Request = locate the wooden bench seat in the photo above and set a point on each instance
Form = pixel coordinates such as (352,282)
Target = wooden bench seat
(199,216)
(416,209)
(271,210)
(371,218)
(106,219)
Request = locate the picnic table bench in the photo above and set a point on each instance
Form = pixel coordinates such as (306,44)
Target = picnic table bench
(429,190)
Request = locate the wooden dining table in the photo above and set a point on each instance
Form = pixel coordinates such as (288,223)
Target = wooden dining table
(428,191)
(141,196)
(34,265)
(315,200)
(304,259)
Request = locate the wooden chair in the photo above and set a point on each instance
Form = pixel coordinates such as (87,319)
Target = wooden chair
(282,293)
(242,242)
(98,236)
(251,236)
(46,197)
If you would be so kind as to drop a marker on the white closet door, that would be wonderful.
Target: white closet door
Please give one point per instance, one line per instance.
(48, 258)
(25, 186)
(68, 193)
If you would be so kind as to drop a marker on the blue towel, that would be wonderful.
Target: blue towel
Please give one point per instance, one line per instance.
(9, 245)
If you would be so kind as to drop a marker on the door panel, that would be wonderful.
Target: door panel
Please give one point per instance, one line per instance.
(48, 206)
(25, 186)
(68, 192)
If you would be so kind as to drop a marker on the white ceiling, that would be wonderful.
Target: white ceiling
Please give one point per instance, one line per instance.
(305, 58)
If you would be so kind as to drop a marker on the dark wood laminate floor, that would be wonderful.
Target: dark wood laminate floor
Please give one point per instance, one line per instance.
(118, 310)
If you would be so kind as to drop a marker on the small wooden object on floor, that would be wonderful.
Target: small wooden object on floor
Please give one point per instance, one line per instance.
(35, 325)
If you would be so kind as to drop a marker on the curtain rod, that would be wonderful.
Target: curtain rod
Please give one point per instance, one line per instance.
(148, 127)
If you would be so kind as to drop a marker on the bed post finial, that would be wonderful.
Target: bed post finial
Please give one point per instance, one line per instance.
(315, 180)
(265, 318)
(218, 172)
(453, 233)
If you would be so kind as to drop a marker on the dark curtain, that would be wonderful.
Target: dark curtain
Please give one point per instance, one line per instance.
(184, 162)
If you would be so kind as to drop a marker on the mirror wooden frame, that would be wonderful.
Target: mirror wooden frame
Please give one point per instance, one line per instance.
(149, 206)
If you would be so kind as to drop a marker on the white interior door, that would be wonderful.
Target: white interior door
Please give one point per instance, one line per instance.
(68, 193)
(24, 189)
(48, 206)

WHAT YOU ARE ASKED TO DO
Show the lines of the records that include the string "white".

REPLY TO THE EXERCISE
If you would be so kind as to drop a marker on the white closet door, that would be wonderful.
Target: white closet door
If you would be so kind as to drop a marker on the white ceiling, that would be wonderful.
Target: white ceiling
If you would be so kind as to drop a marker on the white interior door, that would be wonderful.
Target: white interior door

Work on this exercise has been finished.